Requirements – Extract every line of the items below verbatim, leaving out the pictures.

Dataset –
• • • • • • •
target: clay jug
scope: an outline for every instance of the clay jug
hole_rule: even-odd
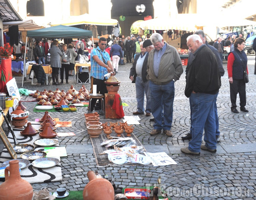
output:
[[[92,171],[88,172],[87,176],[89,181],[84,189],[84,200],[114,200],[115,191],[111,183],[105,178],[97,178]]]
[[[20,177],[19,161],[11,160],[9,164],[10,166],[4,171],[5,181],[0,185],[0,199],[31,200],[33,188],[28,182]]]

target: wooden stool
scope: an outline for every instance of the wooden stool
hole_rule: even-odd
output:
• • • • • • •
Response to this task –
target: clay jug
scope: an outline for every instance of the clay jug
hole_rule: even-odd
output:
[[[92,171],[88,172],[87,176],[89,181],[84,189],[84,200],[114,200],[115,191],[111,183],[105,178],[97,178]]]
[[[20,177],[19,161],[11,160],[9,164],[10,166],[4,171],[5,181],[0,185],[0,199],[31,200],[33,188],[28,182]]]

target: wooden stool
scope: an outline for every instance of the wooden stool
hole_rule: even-odd
output:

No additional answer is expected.